Segment Start: SUPPLIED DATA
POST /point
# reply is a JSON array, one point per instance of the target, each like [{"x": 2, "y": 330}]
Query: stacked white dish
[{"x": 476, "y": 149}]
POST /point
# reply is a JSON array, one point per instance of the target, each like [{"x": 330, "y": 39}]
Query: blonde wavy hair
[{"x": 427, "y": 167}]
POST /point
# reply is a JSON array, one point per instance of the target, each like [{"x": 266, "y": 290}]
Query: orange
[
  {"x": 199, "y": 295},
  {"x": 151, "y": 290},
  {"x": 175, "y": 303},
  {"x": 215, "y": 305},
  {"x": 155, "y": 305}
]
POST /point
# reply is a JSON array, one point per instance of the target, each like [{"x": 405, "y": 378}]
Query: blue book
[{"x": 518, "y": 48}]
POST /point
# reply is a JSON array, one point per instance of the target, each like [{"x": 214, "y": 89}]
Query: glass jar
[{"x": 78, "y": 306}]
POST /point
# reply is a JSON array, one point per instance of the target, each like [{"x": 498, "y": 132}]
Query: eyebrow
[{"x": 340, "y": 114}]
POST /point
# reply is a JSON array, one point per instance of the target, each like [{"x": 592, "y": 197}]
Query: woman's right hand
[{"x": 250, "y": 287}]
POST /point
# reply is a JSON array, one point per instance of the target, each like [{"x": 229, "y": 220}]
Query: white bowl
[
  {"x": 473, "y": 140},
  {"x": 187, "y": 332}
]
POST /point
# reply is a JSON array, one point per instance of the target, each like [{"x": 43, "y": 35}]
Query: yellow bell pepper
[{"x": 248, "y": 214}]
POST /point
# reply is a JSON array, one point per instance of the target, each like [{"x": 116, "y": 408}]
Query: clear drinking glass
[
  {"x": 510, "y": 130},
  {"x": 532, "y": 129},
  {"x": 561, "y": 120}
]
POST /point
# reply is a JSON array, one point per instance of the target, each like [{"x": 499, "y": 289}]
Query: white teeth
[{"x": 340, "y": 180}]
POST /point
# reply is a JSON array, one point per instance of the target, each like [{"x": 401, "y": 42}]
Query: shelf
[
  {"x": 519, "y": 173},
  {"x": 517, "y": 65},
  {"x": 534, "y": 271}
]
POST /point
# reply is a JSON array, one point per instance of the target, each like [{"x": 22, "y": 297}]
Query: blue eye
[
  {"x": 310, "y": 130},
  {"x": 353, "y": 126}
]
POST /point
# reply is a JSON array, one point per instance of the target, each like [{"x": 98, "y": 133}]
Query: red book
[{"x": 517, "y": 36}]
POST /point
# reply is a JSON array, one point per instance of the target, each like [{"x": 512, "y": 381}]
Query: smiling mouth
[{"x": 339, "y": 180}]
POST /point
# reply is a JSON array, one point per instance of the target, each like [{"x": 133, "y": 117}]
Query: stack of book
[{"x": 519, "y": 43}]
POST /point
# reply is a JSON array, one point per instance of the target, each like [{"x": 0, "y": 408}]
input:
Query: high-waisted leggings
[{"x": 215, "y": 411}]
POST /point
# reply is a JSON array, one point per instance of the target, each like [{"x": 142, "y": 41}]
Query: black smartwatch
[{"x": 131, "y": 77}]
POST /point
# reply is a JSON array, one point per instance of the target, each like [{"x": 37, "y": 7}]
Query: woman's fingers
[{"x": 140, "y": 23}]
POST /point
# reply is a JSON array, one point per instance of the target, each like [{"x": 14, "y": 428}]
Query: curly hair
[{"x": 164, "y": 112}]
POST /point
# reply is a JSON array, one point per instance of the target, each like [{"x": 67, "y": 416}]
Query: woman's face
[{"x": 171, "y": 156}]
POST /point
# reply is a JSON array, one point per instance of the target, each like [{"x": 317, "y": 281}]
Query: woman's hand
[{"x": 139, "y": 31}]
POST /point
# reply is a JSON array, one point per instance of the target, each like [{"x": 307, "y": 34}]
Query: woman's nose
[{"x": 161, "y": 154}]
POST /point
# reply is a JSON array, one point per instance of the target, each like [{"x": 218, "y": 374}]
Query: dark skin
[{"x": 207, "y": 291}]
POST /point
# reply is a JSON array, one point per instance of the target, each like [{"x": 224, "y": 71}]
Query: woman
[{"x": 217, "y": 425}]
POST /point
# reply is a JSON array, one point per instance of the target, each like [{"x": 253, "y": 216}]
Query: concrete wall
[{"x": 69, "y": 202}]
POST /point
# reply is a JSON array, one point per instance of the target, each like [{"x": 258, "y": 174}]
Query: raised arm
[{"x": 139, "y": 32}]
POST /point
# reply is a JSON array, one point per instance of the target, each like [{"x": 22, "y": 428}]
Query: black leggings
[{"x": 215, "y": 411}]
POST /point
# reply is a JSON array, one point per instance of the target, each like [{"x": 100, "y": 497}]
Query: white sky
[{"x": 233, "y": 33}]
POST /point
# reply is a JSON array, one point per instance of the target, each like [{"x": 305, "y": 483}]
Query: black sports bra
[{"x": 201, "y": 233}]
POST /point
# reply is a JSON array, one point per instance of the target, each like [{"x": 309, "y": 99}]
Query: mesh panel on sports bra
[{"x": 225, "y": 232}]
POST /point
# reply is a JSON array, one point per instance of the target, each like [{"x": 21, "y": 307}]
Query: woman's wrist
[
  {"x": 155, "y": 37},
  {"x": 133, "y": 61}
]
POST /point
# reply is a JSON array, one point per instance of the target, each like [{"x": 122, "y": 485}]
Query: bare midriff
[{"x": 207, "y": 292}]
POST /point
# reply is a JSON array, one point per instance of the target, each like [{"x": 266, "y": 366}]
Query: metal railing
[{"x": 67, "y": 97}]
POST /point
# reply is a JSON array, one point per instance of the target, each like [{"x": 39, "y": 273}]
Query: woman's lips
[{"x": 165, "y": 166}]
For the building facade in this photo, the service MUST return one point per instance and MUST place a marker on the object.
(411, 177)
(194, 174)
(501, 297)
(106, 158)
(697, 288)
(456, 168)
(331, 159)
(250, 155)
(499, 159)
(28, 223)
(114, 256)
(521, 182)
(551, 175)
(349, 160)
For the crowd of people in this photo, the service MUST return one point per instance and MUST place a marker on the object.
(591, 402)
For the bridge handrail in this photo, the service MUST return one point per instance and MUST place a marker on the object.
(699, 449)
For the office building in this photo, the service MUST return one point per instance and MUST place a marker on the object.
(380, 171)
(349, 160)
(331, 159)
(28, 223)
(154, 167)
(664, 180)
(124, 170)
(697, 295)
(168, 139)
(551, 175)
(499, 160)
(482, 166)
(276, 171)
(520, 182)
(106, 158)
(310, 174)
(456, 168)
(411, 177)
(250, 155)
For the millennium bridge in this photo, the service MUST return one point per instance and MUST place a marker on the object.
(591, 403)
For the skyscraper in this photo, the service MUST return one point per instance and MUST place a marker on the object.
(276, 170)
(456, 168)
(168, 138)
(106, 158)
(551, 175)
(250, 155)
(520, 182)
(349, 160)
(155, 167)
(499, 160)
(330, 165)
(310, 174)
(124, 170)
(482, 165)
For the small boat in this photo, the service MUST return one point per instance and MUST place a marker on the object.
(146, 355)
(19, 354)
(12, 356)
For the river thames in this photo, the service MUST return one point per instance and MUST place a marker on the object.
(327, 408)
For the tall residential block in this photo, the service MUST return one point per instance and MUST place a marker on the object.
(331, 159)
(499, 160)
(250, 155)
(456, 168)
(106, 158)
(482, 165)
Segment End: SUPPLIED DATA
EXERCISE BRIEF
Set down the full listing. Keep every line exact.

FINISHED TASK
POST /point
# reply is a JSON array, one point per instance of the target, each like [{"x": 2, "y": 330}]
Query: stacked white dish
[{"x": 476, "y": 149}]
POST /point
# reply is a JSON array, one point per instance of the target, each like [{"x": 330, "y": 39}]
Query: blonde wavy hair
[{"x": 427, "y": 167}]
POST /point
# reply is a JSON array, one point per instance of the target, each like [{"x": 266, "y": 290}]
Query: orange
[
  {"x": 199, "y": 295},
  {"x": 151, "y": 290},
  {"x": 175, "y": 303},
  {"x": 215, "y": 305},
  {"x": 155, "y": 305}
]
POST /point
# reply is a JSON array, one point per instance of the target, each like [{"x": 405, "y": 378}]
Query: blue book
[{"x": 518, "y": 48}]
POST /point
# reply is a JSON array, one point per instance of the target, each like [{"x": 214, "y": 89}]
Query: glass jar
[{"x": 78, "y": 306}]
POST /point
# reply is a JSON array, one point per instance of the target, each like [{"x": 498, "y": 132}]
Query: eyebrow
[{"x": 340, "y": 114}]
POST /point
# reply is a JSON array, one point per instance of the target, each like [{"x": 592, "y": 197}]
Query: woman's right hand
[{"x": 250, "y": 287}]
POST /point
# reply is a JSON array, one point per instance of the target, each like [{"x": 229, "y": 220}]
Query: white bowl
[
  {"x": 473, "y": 140},
  {"x": 187, "y": 332}
]
POST /point
# reply is a JSON array, one point per instance of the target, each like [{"x": 43, "y": 35}]
Query: yellow bell pepper
[{"x": 248, "y": 214}]
POST /point
# reply is a JSON array, one point per instance of the target, each like [{"x": 116, "y": 408}]
Query: clear drinking glass
[
  {"x": 510, "y": 130},
  {"x": 532, "y": 129},
  {"x": 561, "y": 120}
]
POST /point
# reply is a JSON array, one point per instance of the target, each like [{"x": 499, "y": 289}]
Query: white teeth
[{"x": 340, "y": 180}]
POST /point
# reply is a JSON array, one point per instance of the target, each like [{"x": 401, "y": 42}]
Query: shelf
[
  {"x": 519, "y": 173},
  {"x": 517, "y": 65},
  {"x": 534, "y": 271}
]
POST /point
# reply is a JSON array, one point per instance of the target, each like [{"x": 22, "y": 297}]
Query: blue eye
[
  {"x": 310, "y": 130},
  {"x": 353, "y": 126}
]
POST /point
# reply is a JSON array, one point per instance of the target, each like [{"x": 98, "y": 133}]
Query: red book
[{"x": 517, "y": 36}]
POST /point
# reply is a JSON array, one point per instance of the target, each like [{"x": 512, "y": 381}]
Query: smiling mouth
[{"x": 339, "y": 180}]
POST /point
# reply is a JSON array, one point per instance of the target, each like [{"x": 133, "y": 117}]
Query: stack of book
[{"x": 519, "y": 43}]
POST /point
# reply is a JSON array, one point per instance of the target, each like [{"x": 0, "y": 408}]
input:
Query: high-waisted leggings
[{"x": 215, "y": 411}]
POST /point
# reply is a JSON array, one point per instance of the target, each like [{"x": 142, "y": 41}]
Query: black smartwatch
[{"x": 131, "y": 77}]
POST /point
# reply is a JSON array, one point per instance of the target, each like [{"x": 37, "y": 7}]
Query: woman's fingers
[{"x": 140, "y": 23}]
POST /point
# reply is a JSON array, one point per instance of the target, each like [{"x": 14, "y": 428}]
Query: curly hair
[{"x": 164, "y": 112}]
POST /point
# reply is a JSON array, one point per instance of the target, each like [{"x": 67, "y": 416}]
Query: woman's face
[{"x": 171, "y": 156}]
POST /point
# reply is a JSON array, one point per instance of the target, each like [{"x": 317, "y": 281}]
Query: woman's hand
[{"x": 139, "y": 31}]
POST /point
# reply is a JSON array, one point per instance of the target, each like [{"x": 307, "y": 34}]
Query: woman's nose
[{"x": 161, "y": 154}]
POST /point
# reply is a JSON array, one point per instance of the target, each like [{"x": 218, "y": 374}]
Query: dark skin
[{"x": 207, "y": 291}]
POST /point
# reply is a JSON array, one point per instance of the target, each like [{"x": 224, "y": 71}]
Query: woman
[{"x": 217, "y": 425}]
POST /point
# reply is a JSON array, one point per instance of the target, each like [{"x": 253, "y": 216}]
Query: concrete wall
[{"x": 69, "y": 202}]
POST /point
# reply is a JSON array, one point per instance of the target, each like [{"x": 258, "y": 174}]
Query: raised arm
[{"x": 139, "y": 32}]
POST /point
# reply is a JSON array, one point per instance of the target, each like [{"x": 22, "y": 428}]
Query: black leggings
[{"x": 215, "y": 411}]
POST /point
# reply is a JSON array, one point per instance of the target, each like [{"x": 100, "y": 497}]
Query: white sky
[{"x": 233, "y": 33}]
POST /point
# reply is a JSON array, one point per instance of the target, each like [{"x": 305, "y": 483}]
Query: black sports bra
[{"x": 201, "y": 233}]
POST /point
# reply is a JSON array, one point per instance of the target, each like [{"x": 309, "y": 99}]
Query: mesh panel on sports bra
[{"x": 225, "y": 232}]
POST /point
# reply is a JSON array, one point per instance of the target, each like [{"x": 21, "y": 307}]
Query: woman's wrist
[
  {"x": 155, "y": 37},
  {"x": 133, "y": 61}
]
POST /point
# reply is a JSON array, one point per instance of the target, each like [{"x": 122, "y": 485}]
Query: bare midriff
[{"x": 207, "y": 292}]
POST /point
# reply is a JSON array, one point per instance of the target, each like [{"x": 266, "y": 366}]
Query: metal railing
[{"x": 67, "y": 97}]
POST /point
# reply is a JSON array, one point per instance of the target, each like [{"x": 39, "y": 273}]
Query: woman's lips
[{"x": 165, "y": 166}]
For the building facade in this photo, the service MUST return one point per instance and MUST place a marker on the object.
(411, 177)
(194, 174)
(501, 297)
(106, 158)
(697, 288)
(456, 168)
(331, 159)
(250, 155)
(499, 159)
(28, 223)
(114, 256)
(521, 182)
(551, 175)
(349, 160)
For the crowd of people in this photo, the service MUST return one point per instance and MUST place a marker on the object.
(591, 402)
For the bridge handrail in this photo, the service MUST return one point per instance and MUST place a marker on the object.
(699, 449)
For the office building in this photo, the service MUST return one point per instance and MUST place a marker on the object.
(380, 171)
(349, 160)
(331, 159)
(28, 223)
(154, 167)
(664, 180)
(124, 170)
(697, 295)
(168, 139)
(551, 175)
(499, 160)
(482, 166)
(276, 171)
(520, 182)
(106, 158)
(310, 174)
(456, 168)
(411, 177)
(250, 155)
For the millennium bridge in this photo, the service MUST return one point per instance and MUST place a marker on the object.
(591, 403)
For the skyscraper in this photo, the service MUST return one point per instance and MUST place a marker on the object.
(276, 170)
(456, 168)
(168, 138)
(106, 158)
(551, 175)
(250, 155)
(520, 182)
(349, 160)
(155, 167)
(499, 160)
(330, 165)
(310, 174)
(124, 170)
(482, 165)
For the small boat in this photo, the service MUST return one point per instance and MUST place a marker on the object.
(146, 355)
(19, 354)
(12, 356)
For the river thames in this photo, the service MUST return one point per instance and MUST place a marker on the object.
(327, 408)
For the tall residential block in this photo, the service MUST return one point per instance and MUST place a marker on the object.
(331, 159)
(499, 160)
(250, 155)
(456, 168)
(106, 158)
(482, 165)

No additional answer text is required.